YOUR OBJECTIVE. Take each line of the material that includes "fabric" and copy it.
• • • • • • •
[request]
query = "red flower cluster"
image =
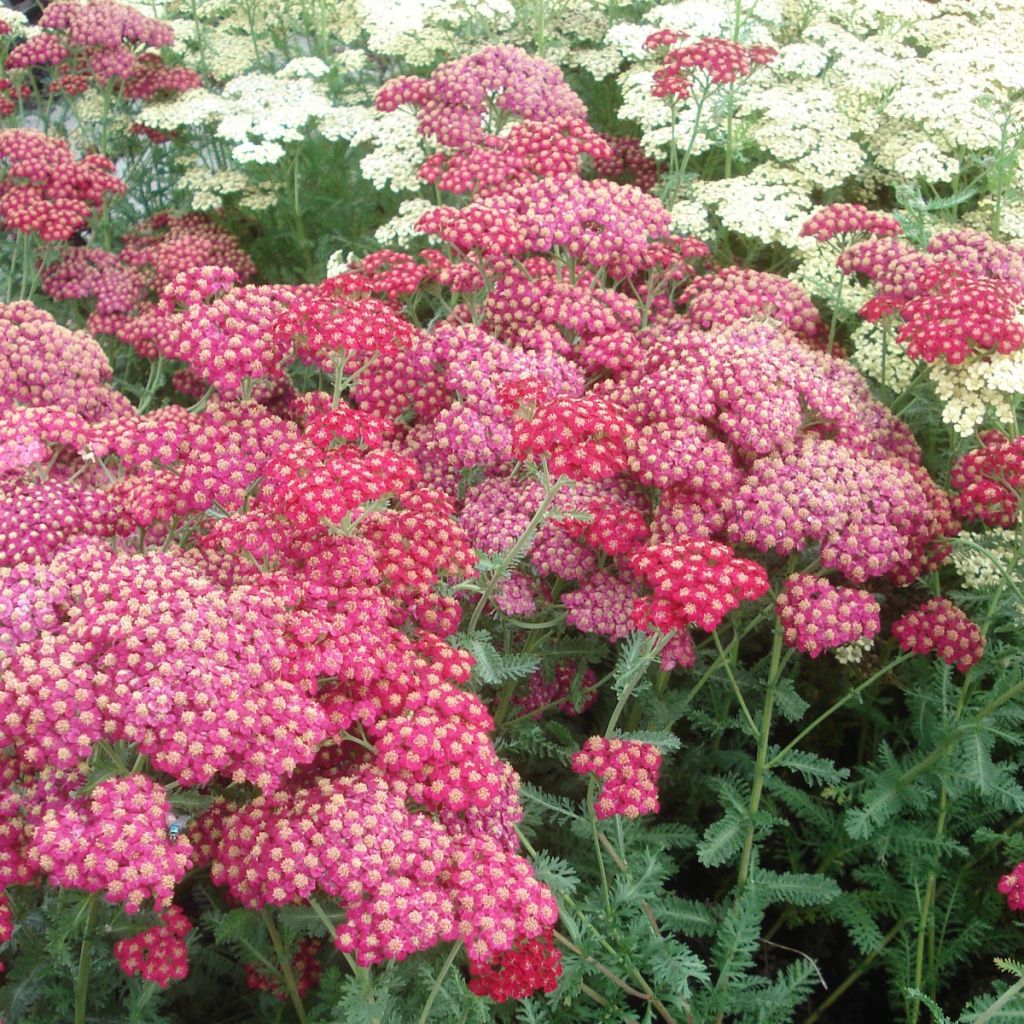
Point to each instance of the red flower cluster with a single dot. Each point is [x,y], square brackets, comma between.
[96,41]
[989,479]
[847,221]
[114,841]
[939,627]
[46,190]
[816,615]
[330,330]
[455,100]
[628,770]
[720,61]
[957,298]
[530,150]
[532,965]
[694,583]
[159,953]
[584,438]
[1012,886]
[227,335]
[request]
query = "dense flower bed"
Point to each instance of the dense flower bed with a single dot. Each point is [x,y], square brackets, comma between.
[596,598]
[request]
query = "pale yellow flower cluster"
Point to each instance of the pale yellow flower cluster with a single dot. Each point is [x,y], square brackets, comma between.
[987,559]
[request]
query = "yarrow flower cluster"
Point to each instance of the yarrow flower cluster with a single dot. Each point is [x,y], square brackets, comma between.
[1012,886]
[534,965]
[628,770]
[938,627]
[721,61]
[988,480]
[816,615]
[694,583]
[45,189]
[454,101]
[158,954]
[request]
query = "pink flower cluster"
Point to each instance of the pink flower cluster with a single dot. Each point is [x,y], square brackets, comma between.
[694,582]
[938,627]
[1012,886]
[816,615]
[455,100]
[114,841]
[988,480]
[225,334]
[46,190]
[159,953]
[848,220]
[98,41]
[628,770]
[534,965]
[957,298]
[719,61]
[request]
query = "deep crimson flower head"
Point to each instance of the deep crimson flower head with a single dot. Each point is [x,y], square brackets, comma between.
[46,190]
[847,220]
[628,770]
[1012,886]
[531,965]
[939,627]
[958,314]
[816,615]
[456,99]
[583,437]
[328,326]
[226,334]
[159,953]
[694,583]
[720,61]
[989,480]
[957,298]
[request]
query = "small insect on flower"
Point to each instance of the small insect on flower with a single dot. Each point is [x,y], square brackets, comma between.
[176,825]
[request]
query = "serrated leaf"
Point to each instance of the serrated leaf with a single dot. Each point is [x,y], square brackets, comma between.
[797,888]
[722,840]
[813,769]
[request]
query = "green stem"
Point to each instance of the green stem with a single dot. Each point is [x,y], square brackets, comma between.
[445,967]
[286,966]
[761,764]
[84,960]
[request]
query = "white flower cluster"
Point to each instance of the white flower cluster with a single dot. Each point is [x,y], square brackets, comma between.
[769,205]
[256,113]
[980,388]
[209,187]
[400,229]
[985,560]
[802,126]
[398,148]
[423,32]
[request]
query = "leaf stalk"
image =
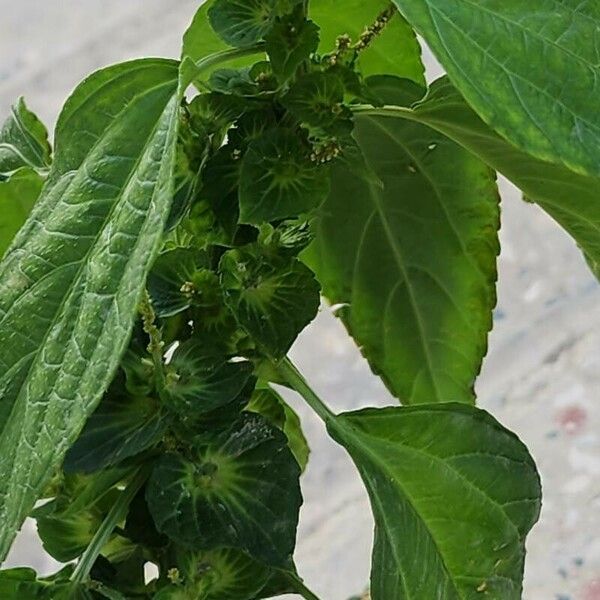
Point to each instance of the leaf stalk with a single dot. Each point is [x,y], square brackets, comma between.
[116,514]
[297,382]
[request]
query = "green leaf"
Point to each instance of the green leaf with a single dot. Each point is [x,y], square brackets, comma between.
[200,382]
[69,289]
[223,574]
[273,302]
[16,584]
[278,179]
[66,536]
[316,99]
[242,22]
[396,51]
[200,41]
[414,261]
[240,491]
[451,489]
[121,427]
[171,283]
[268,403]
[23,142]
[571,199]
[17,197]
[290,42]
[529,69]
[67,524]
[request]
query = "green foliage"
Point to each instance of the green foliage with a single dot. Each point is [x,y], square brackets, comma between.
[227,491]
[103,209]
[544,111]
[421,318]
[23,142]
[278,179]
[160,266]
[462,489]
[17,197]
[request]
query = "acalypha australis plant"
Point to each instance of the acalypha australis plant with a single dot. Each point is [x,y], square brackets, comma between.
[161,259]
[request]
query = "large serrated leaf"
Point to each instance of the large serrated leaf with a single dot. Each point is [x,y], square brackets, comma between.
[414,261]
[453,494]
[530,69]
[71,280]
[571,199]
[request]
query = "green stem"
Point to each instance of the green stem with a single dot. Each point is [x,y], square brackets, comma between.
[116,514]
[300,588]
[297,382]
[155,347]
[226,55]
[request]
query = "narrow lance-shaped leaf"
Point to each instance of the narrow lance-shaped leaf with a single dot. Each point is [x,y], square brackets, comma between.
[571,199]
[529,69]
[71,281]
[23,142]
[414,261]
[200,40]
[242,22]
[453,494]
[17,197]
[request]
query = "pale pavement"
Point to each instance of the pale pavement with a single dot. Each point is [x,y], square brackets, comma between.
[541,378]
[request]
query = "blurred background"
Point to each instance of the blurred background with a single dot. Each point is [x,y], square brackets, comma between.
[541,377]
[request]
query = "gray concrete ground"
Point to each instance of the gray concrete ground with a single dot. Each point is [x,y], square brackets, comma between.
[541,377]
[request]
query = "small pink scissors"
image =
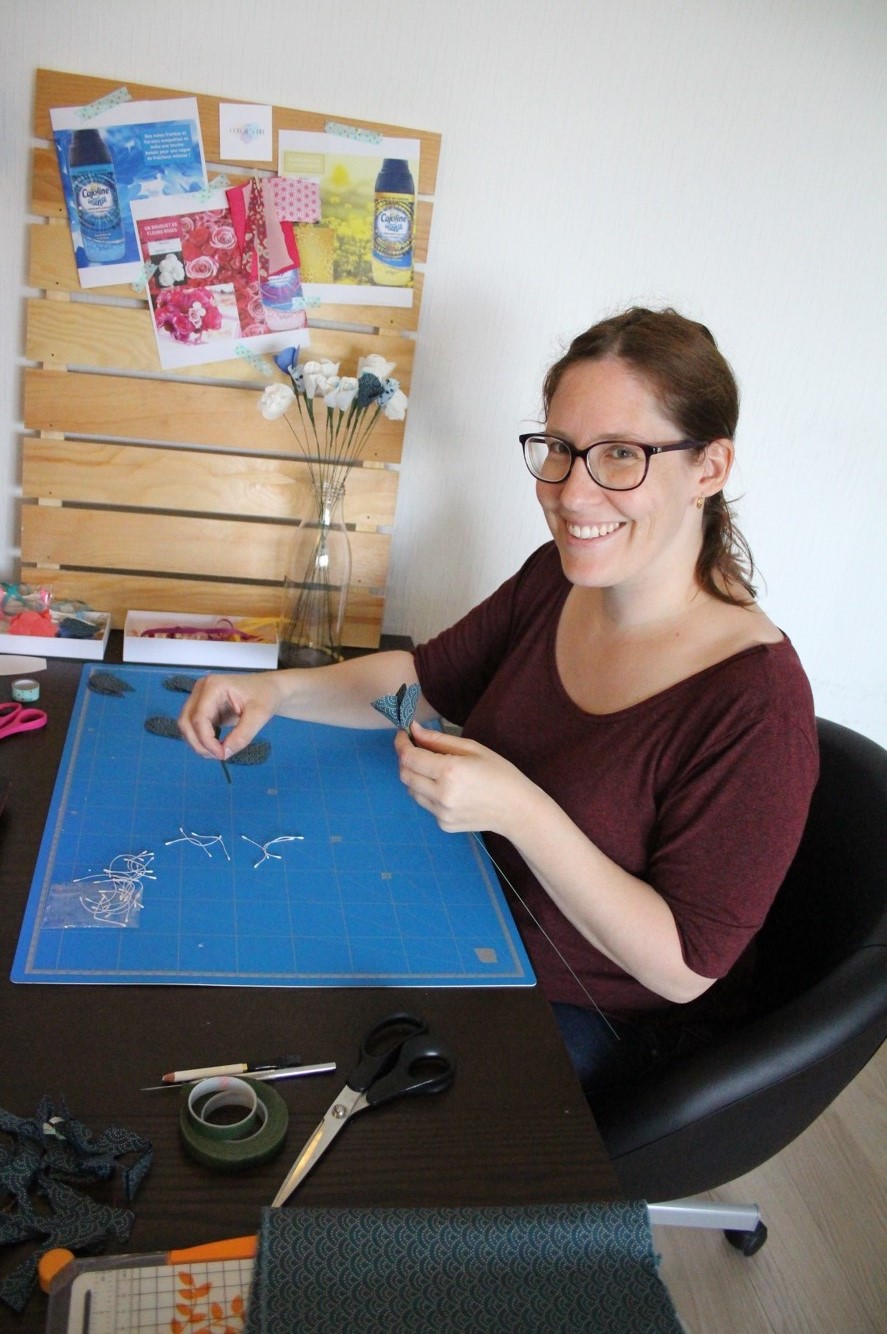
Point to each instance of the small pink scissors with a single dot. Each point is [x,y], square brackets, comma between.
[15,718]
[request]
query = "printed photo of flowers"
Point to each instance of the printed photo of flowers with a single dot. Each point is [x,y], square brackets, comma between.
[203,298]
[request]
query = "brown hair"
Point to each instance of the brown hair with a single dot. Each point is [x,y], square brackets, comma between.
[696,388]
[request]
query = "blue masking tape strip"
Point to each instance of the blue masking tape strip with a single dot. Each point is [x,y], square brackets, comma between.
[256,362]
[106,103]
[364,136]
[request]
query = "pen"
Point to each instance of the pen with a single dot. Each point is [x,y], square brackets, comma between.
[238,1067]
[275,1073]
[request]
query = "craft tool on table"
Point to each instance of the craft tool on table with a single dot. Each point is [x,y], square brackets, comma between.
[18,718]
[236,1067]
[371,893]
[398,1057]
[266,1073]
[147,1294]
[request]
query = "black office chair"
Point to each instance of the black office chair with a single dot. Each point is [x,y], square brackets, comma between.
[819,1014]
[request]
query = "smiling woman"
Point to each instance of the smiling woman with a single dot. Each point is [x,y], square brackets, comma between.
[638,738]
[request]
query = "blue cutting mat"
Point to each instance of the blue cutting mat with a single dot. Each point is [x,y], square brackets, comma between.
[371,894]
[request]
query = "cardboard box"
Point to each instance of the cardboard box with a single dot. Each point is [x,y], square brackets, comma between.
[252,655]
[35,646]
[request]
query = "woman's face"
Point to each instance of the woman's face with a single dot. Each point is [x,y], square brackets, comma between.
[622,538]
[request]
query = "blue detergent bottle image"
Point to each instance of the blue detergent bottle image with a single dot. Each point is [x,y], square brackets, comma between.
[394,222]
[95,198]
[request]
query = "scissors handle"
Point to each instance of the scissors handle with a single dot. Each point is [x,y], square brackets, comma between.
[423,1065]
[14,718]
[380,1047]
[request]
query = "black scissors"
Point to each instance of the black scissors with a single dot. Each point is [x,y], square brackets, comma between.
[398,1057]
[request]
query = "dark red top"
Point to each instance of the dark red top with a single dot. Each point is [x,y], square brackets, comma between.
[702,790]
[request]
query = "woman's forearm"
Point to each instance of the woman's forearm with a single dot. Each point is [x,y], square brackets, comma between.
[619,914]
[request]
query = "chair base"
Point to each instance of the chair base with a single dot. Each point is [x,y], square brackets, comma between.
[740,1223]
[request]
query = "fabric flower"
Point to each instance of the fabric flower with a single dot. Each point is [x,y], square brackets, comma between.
• • • • • • •
REPLY.
query = "fabric flower"
Point to each instance of the fabric flower with a single dot. Each point is [x,y], square brackets, comma between.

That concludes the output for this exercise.